> _DATASET EXTRACT_
Start of Block

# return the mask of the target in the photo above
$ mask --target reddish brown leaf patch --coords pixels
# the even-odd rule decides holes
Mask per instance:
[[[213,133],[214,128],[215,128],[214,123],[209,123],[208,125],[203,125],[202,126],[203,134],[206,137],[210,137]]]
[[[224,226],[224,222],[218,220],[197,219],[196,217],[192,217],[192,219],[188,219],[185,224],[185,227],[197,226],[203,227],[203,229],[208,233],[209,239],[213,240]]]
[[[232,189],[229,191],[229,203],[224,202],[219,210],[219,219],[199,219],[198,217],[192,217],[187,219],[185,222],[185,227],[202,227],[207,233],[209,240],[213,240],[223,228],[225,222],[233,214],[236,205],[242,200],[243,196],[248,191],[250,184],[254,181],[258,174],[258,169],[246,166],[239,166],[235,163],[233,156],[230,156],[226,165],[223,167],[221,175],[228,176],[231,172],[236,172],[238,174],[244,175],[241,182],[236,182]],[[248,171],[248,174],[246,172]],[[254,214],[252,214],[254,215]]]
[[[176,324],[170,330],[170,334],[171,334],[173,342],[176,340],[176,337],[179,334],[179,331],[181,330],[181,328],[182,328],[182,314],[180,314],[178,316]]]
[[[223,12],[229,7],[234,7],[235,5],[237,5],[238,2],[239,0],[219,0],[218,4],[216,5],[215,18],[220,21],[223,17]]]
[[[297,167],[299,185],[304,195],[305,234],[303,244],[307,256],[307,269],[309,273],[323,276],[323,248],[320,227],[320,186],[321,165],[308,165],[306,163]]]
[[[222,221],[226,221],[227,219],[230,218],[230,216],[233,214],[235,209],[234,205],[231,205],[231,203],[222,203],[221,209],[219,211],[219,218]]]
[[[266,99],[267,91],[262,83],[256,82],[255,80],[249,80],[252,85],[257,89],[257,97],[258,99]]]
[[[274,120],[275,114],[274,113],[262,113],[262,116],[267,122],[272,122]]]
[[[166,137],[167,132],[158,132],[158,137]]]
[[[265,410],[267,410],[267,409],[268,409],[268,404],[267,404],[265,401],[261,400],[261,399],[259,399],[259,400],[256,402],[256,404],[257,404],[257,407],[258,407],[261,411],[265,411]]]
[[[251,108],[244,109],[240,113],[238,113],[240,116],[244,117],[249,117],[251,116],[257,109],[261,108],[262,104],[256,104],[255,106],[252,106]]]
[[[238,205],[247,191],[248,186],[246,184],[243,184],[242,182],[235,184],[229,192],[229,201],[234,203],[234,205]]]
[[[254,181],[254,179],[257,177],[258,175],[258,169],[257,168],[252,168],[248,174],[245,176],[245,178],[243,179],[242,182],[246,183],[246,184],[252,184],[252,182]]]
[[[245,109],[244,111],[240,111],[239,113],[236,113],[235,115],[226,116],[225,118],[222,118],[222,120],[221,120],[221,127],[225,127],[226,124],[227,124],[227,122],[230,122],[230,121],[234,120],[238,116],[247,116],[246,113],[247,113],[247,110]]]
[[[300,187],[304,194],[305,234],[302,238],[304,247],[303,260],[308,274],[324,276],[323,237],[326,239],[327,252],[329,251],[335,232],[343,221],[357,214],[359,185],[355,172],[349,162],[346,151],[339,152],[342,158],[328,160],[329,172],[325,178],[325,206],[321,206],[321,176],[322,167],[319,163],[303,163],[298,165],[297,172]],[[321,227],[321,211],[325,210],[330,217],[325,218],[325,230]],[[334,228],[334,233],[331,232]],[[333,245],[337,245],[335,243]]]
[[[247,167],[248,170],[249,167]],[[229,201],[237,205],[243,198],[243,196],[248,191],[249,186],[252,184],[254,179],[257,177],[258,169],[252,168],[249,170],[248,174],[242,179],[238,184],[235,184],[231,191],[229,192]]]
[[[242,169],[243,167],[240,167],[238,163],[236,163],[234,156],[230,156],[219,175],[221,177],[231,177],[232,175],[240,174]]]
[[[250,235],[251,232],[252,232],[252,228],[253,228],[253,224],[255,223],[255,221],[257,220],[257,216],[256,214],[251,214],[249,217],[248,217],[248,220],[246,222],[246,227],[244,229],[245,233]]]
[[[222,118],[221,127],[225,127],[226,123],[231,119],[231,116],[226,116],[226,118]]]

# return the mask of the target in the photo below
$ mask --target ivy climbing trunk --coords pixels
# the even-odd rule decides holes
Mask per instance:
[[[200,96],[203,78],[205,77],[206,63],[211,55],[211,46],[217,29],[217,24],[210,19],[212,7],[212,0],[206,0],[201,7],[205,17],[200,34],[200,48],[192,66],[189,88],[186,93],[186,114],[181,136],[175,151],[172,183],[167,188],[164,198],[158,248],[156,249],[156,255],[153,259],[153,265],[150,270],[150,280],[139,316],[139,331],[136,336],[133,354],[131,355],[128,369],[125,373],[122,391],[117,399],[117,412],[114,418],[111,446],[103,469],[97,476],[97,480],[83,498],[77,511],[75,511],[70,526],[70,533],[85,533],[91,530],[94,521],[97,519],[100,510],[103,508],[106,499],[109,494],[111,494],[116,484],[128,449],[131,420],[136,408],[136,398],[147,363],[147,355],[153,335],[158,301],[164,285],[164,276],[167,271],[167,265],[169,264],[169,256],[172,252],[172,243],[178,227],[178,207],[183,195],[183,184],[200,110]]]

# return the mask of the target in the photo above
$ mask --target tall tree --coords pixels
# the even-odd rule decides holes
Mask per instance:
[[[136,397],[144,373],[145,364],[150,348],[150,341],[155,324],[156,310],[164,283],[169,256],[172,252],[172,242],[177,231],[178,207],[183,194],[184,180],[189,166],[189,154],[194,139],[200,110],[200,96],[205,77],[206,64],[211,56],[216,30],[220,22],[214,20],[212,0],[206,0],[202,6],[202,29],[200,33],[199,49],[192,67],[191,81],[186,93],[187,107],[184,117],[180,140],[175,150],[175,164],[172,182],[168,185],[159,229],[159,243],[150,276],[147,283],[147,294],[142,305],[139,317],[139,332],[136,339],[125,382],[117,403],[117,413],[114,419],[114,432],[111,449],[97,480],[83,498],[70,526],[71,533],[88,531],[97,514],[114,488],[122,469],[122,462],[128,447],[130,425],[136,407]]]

End of Block

All of the material above should be transcribed exactly, with no line omitted.

# return the mask of the target in the photo above
$ mask --target reddish brown leaf patch --coords pixels
# the even-odd rule decides holes
Mask per instance:
[[[213,133],[214,128],[215,128],[214,123],[209,123],[208,125],[203,125],[202,126],[203,134],[206,137],[210,137]]]
[[[224,226],[224,222],[218,220],[197,219],[196,217],[192,217],[192,219],[188,219],[185,224],[185,227],[197,226],[203,227],[203,229],[208,233],[209,239],[213,240]]]
[[[232,189],[229,191],[229,203],[224,202],[219,210],[219,219],[199,219],[198,217],[192,217],[187,219],[185,222],[185,227],[202,227],[207,233],[209,240],[213,240],[223,228],[225,222],[233,214],[236,205],[242,200],[243,196],[248,191],[250,184],[254,181],[258,174],[258,169],[246,166],[239,166],[235,163],[233,156],[230,156],[226,165],[223,167],[221,175],[228,176],[231,172],[236,172],[238,174],[244,175],[241,182],[236,182]],[[248,171],[248,174],[246,172]],[[254,214],[252,214],[254,215]]]
[[[176,324],[170,330],[170,334],[171,334],[173,342],[176,340],[176,337],[179,334],[179,331],[181,330],[181,328],[182,328],[182,314],[180,314],[178,316]]]
[[[223,12],[229,7],[234,7],[235,5],[237,5],[238,2],[239,0],[219,0],[218,4],[216,5],[215,18],[220,21],[223,17]]]
[[[297,167],[299,185],[304,195],[305,234],[303,244],[307,256],[307,269],[309,273],[323,276],[323,248],[320,227],[320,186],[321,165],[308,165],[306,163]]]
[[[222,221],[226,221],[227,219],[230,218],[230,216],[233,214],[235,209],[234,205],[231,205],[231,203],[222,203],[221,209],[219,211],[219,218]]]
[[[266,99],[267,91],[262,83],[256,82],[255,80],[249,80],[252,85],[257,89],[257,97],[258,99]]]
[[[274,120],[275,114],[274,113],[262,113],[262,116],[267,122],[272,122]]]
[[[166,137],[167,132],[158,132],[158,137]]]
[[[265,410],[267,410],[267,409],[268,409],[268,404],[267,404],[265,401],[261,400],[261,399],[259,399],[259,400],[256,402],[256,404],[257,404],[257,407],[258,407],[261,411],[265,411]]]
[[[251,108],[244,109],[240,113],[238,113],[240,116],[244,117],[249,117],[251,116],[257,109],[261,108],[262,104],[256,104],[255,106],[252,106]]]
[[[238,205],[247,191],[248,186],[246,184],[243,184],[242,182],[235,184],[229,192],[229,201],[234,203],[234,205]]]
[[[254,181],[254,179],[257,177],[258,175],[258,169],[257,168],[252,168],[248,174],[245,176],[245,178],[243,179],[242,182],[246,183],[246,184],[252,184],[252,182]]]
[[[245,109],[244,111],[240,111],[239,113],[236,113],[235,115],[226,116],[225,118],[222,118],[222,120],[221,120],[221,127],[225,127],[226,124],[227,124],[227,122],[230,122],[230,121],[234,120],[238,116],[247,116],[246,113],[247,113],[247,110]]]
[[[300,187],[304,194],[305,234],[302,238],[304,247],[303,260],[308,274],[324,276],[323,237],[326,239],[327,252],[329,251],[335,232],[343,221],[357,214],[359,185],[355,172],[349,162],[346,151],[339,152],[342,158],[328,160],[329,172],[325,178],[325,206],[321,206],[321,176],[322,167],[319,163],[303,163],[298,165],[297,172]],[[321,227],[321,211],[325,210],[330,217],[325,218],[325,230]],[[334,228],[334,233],[331,232]],[[333,245],[337,245],[335,243]]]
[[[247,167],[248,170],[249,167]],[[229,201],[237,205],[243,198],[243,196],[248,191],[249,186],[252,184],[254,179],[257,177],[258,169],[252,168],[249,170],[248,174],[242,179],[238,184],[235,184],[231,191],[229,192]]]
[[[242,169],[243,167],[240,167],[238,163],[236,163],[234,156],[230,156],[219,175],[221,177],[231,177],[232,175],[240,174]]]
[[[250,235],[251,232],[252,232],[252,228],[253,228],[253,224],[255,223],[255,221],[257,220],[257,216],[256,214],[251,214],[249,217],[248,217],[248,220],[246,222],[246,227],[244,229],[245,233]]]
[[[222,118],[221,127],[225,127],[226,123],[231,119],[231,116],[226,116],[226,118]]]

# return the mask of the target in the photo below
$ mask --target ivy climbing trunk --coords pixels
# the even-odd rule decides holes
Mask per instance:
[[[200,96],[203,78],[205,77],[206,63],[211,55],[211,46],[217,29],[217,24],[210,19],[212,7],[212,0],[206,0],[201,7],[205,17],[200,34],[200,48],[192,66],[189,88],[186,93],[186,114],[181,136],[175,151],[172,183],[167,188],[164,198],[158,248],[156,249],[156,255],[153,259],[153,265],[150,270],[150,280],[139,316],[139,331],[136,336],[133,354],[131,355],[128,369],[125,373],[122,391],[117,399],[117,412],[114,418],[111,446],[103,469],[97,476],[97,480],[83,498],[77,511],[75,511],[70,526],[70,533],[85,533],[91,530],[94,521],[97,519],[100,510],[103,508],[106,499],[109,494],[111,494],[116,484],[128,449],[131,420],[136,408],[136,398],[147,363],[147,355],[153,335],[158,301],[164,285],[164,276],[167,271],[167,265],[169,264],[169,256],[172,252],[172,243],[178,227],[178,207],[183,195],[183,184],[200,110]]]

# return the mask of the target in the photo above
$ mask --target tall tree --coords pixels
# the even-odd rule decides holes
Mask per instance:
[[[136,397],[144,373],[145,364],[150,348],[150,341],[155,324],[156,310],[164,283],[169,256],[172,252],[172,242],[177,231],[178,207],[183,194],[184,180],[189,166],[189,154],[194,139],[200,110],[200,96],[205,77],[206,64],[211,56],[216,30],[220,22],[214,20],[212,0],[206,0],[202,6],[202,29],[200,33],[199,49],[192,67],[191,81],[186,93],[187,107],[184,117],[180,140],[175,150],[175,164],[172,182],[168,185],[159,229],[159,243],[150,276],[147,283],[147,294],[142,305],[139,317],[139,332],[136,339],[125,382],[117,403],[117,413],[114,419],[114,432],[111,449],[97,480],[83,498],[70,526],[71,533],[88,531],[97,514],[114,488],[122,469],[122,462],[128,447],[130,425],[136,407]]]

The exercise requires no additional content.